EXERCISE DIRECTIONS ▸ Reproduce the data below word for word, starting at its first line and stopping after the line that contains "(1134, 391)".

DATA FOR THIS EXERCISE ▸

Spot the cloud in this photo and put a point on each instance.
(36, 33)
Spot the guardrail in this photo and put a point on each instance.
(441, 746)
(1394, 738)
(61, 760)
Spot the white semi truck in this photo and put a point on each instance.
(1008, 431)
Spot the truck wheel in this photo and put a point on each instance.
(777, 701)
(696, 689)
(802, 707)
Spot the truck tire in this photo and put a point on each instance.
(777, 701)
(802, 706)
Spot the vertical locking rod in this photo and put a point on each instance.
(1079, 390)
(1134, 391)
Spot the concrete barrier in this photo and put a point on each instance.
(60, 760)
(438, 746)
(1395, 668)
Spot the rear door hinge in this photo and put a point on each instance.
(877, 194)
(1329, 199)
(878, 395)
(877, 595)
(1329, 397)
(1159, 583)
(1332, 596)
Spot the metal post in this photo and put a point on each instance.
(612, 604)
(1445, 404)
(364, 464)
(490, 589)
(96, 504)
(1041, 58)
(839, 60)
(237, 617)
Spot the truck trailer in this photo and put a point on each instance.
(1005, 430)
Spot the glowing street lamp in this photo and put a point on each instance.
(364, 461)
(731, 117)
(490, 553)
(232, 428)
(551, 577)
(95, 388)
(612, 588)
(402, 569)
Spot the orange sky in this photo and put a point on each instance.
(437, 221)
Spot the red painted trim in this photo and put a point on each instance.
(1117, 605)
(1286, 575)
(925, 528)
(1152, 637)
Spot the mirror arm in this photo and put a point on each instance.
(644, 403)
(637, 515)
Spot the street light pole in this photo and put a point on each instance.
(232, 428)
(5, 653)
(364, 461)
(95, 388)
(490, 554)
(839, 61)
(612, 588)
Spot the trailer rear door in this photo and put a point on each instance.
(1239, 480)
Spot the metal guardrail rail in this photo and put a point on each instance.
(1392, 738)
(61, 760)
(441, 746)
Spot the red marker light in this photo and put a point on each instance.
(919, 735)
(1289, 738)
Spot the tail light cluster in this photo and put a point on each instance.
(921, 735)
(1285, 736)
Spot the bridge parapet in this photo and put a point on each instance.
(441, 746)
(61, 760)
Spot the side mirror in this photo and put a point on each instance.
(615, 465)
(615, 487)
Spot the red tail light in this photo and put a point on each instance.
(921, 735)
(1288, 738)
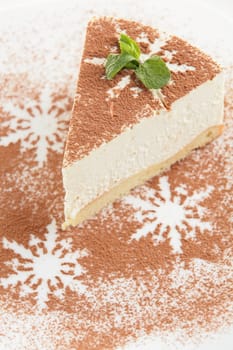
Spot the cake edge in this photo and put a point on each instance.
(135, 180)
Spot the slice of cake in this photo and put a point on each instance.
(122, 133)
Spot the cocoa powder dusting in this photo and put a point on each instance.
(156, 263)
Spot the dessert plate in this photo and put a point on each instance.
(153, 270)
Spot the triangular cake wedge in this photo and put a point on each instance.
(121, 133)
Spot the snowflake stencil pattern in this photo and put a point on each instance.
(46, 266)
(164, 214)
(38, 124)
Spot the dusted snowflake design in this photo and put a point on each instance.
(47, 266)
(166, 214)
(39, 124)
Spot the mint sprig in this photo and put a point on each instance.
(128, 45)
(153, 73)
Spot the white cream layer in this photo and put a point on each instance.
(151, 141)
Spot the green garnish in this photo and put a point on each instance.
(153, 73)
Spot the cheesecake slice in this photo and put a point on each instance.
(121, 133)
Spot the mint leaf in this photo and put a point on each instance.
(115, 63)
(153, 73)
(132, 65)
(129, 46)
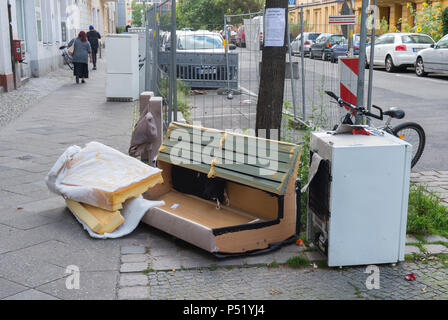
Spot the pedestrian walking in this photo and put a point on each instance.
(81, 54)
(93, 37)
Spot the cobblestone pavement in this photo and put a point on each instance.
(436, 181)
(15, 103)
(287, 283)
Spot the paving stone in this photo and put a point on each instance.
(133, 267)
(133, 250)
(435, 238)
(428, 173)
(435, 248)
(133, 293)
(134, 258)
(411, 239)
(95, 285)
(315, 256)
(131, 280)
(411, 249)
(28, 271)
(31, 294)
(8, 288)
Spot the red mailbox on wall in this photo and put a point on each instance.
(19, 50)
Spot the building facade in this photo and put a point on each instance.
(43, 26)
(316, 13)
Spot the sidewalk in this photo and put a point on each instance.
(38, 242)
(39, 237)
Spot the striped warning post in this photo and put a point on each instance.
(348, 75)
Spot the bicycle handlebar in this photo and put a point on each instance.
(361, 110)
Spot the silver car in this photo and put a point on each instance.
(308, 38)
(434, 59)
(397, 51)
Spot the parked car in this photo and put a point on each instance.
(308, 38)
(340, 50)
(397, 51)
(433, 59)
(241, 37)
(201, 42)
(322, 47)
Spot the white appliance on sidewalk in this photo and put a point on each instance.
(122, 81)
(141, 33)
(358, 199)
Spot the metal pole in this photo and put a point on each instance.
(362, 58)
(302, 60)
(293, 91)
(155, 53)
(148, 62)
(227, 37)
(173, 77)
(372, 50)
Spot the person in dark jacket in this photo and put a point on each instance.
(81, 53)
(93, 37)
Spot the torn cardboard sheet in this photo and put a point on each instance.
(315, 162)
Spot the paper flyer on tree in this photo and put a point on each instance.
(275, 27)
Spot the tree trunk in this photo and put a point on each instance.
(272, 81)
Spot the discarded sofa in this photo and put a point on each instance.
(225, 192)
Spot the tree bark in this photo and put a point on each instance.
(272, 81)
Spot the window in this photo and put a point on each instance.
(380, 40)
(336, 40)
(38, 11)
(414, 38)
(313, 36)
(389, 39)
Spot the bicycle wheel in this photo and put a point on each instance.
(414, 134)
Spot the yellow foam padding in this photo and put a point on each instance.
(121, 195)
(99, 220)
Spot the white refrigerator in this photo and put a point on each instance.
(122, 81)
(358, 199)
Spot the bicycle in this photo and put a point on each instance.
(67, 58)
(410, 132)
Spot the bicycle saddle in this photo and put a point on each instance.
(395, 113)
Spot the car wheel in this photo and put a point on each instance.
(420, 68)
(324, 56)
(390, 67)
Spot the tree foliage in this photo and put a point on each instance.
(209, 14)
(445, 20)
(137, 16)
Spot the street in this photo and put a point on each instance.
(422, 99)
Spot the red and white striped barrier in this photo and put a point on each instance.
(348, 75)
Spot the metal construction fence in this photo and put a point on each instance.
(216, 76)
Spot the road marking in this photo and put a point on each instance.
(427, 79)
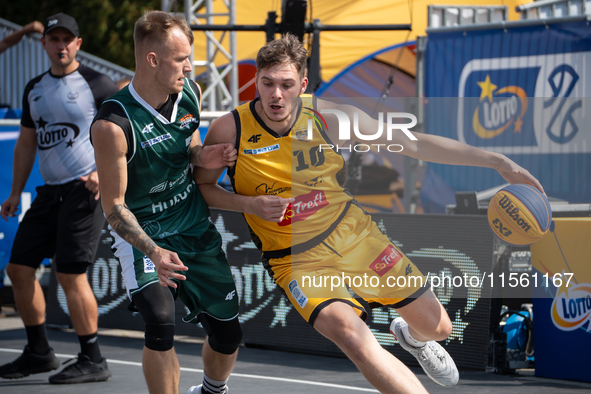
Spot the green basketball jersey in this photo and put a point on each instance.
(161, 192)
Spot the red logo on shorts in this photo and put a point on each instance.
(386, 260)
(304, 206)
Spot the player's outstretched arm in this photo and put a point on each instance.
(110, 149)
(271, 208)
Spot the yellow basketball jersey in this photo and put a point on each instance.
(290, 166)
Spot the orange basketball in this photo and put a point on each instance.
(519, 215)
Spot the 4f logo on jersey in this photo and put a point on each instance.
(230, 295)
(148, 128)
(187, 120)
(254, 138)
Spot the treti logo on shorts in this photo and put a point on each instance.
(304, 206)
(149, 266)
(386, 260)
(297, 293)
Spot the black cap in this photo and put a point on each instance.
(61, 20)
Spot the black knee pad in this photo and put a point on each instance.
(156, 305)
(224, 335)
(159, 337)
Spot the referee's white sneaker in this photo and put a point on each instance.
(435, 360)
(197, 390)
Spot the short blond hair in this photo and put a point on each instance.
(285, 50)
(155, 27)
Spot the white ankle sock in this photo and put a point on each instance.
(214, 386)
(409, 339)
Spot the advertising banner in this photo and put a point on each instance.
(521, 91)
(562, 323)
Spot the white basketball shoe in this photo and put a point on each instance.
(435, 360)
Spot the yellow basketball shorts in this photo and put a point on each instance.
(356, 258)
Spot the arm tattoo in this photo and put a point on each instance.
(126, 225)
(195, 151)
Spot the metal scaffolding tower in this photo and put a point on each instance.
(216, 96)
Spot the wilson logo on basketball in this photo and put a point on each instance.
(386, 260)
(513, 212)
(303, 207)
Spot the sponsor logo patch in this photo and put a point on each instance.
(263, 188)
(302, 135)
(303, 207)
(297, 293)
(386, 260)
(187, 120)
(156, 140)
(149, 266)
(261, 150)
(148, 128)
(314, 181)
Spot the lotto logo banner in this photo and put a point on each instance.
(571, 309)
(527, 104)
(562, 257)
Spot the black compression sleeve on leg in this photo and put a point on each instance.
(156, 305)
(224, 335)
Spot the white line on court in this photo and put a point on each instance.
(240, 375)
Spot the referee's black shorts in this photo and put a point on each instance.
(64, 221)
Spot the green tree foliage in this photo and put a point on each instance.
(106, 26)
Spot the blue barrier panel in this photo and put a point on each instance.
(8, 137)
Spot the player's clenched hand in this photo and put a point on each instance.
(166, 263)
(9, 207)
(270, 208)
(514, 173)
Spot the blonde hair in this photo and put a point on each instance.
(285, 50)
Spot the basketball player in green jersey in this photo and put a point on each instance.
(289, 185)
(146, 142)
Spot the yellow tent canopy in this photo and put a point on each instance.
(338, 50)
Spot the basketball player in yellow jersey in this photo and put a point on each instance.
(306, 225)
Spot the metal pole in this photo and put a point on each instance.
(212, 100)
(234, 59)
(189, 18)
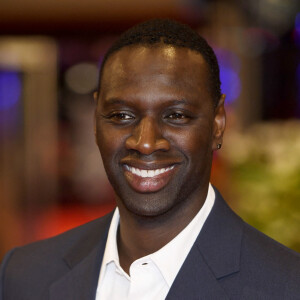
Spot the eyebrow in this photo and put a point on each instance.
(113, 101)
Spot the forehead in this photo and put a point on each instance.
(142, 67)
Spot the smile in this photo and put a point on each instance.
(147, 173)
(148, 180)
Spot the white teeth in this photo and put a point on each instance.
(147, 173)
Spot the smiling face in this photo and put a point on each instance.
(156, 128)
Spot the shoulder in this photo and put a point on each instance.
(33, 267)
(60, 244)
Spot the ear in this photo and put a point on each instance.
(219, 124)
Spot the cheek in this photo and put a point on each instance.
(109, 141)
(193, 142)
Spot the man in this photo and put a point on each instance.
(159, 118)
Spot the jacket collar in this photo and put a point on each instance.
(215, 254)
(84, 261)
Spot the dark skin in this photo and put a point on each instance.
(155, 113)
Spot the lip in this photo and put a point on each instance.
(149, 177)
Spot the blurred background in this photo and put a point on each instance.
(51, 174)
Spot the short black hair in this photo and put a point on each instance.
(170, 32)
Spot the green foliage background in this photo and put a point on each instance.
(265, 168)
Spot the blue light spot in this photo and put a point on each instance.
(10, 89)
(298, 86)
(230, 83)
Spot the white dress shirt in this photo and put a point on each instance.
(150, 276)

THE COMPLETED TASK ▸
Spot the cloud in this photo and put a point on each instance.
(36, 33)
Spot the guardrail in this photo and put a point on each instance.
(441, 746)
(1394, 738)
(61, 760)
Spot the white semi truck in this photo and put a point on each instance.
(1008, 431)
Spot the truck wheel in this photo and put a point on each instance.
(777, 701)
(696, 689)
(802, 707)
Spot the truck tire in this photo and put a point on each instance.
(777, 701)
(802, 706)
Spot the vertical locking rod in this photo and put a point on each instance.
(1079, 390)
(1134, 391)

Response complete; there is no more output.